:: INPUT MATERIAL ::

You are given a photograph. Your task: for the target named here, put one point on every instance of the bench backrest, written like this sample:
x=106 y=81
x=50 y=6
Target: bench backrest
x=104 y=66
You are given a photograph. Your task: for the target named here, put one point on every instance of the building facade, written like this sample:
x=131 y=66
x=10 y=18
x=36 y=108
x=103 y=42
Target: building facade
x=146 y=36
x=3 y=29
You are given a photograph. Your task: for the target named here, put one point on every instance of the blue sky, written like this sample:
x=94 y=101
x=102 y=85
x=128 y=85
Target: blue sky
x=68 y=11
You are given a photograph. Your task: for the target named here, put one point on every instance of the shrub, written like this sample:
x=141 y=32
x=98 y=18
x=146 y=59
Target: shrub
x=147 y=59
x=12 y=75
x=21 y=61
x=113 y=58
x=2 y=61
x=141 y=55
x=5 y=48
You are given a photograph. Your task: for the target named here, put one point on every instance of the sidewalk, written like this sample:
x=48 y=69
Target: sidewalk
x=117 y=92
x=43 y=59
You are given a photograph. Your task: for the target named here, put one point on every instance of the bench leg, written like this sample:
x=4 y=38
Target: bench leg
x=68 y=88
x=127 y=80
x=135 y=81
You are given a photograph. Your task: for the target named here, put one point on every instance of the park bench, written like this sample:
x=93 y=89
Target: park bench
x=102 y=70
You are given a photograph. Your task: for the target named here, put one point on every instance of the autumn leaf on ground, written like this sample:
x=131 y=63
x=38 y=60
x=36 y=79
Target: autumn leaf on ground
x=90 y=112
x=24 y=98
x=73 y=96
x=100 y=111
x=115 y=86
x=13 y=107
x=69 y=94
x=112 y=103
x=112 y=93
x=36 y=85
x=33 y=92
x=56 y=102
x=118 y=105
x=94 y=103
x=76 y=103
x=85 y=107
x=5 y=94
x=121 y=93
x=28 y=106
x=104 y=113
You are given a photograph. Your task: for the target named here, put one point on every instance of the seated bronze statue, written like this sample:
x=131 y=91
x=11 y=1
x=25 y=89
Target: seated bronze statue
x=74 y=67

:::

Restate word for word the lines running from the line that holds "of the park" to the final line of the entries.

**PROBLEM SOLUTION:**
You are given a photograph. Your task: for the target named here, put one point on every instance of the park bench, written like this sample:
x=93 y=89
Target: park bench
x=102 y=70
You are given a photograph. Your task: for the target named here, put one point on every instance of the autumn leaf on ground, written like this sample:
x=131 y=63
x=38 y=60
x=36 y=79
Target: autumn leaf on ground
x=90 y=112
x=24 y=98
x=73 y=96
x=100 y=111
x=115 y=86
x=13 y=107
x=69 y=94
x=112 y=103
x=112 y=93
x=36 y=85
x=33 y=92
x=56 y=102
x=118 y=105
x=94 y=103
x=76 y=103
x=85 y=107
x=5 y=94
x=121 y=93
x=28 y=106
x=104 y=113
You are given a photograph. Your task: for the target named here, put one point on every instance of the seated bronze statue, written like this sample:
x=131 y=91
x=11 y=1
x=25 y=89
Target: seated bronze statue
x=74 y=67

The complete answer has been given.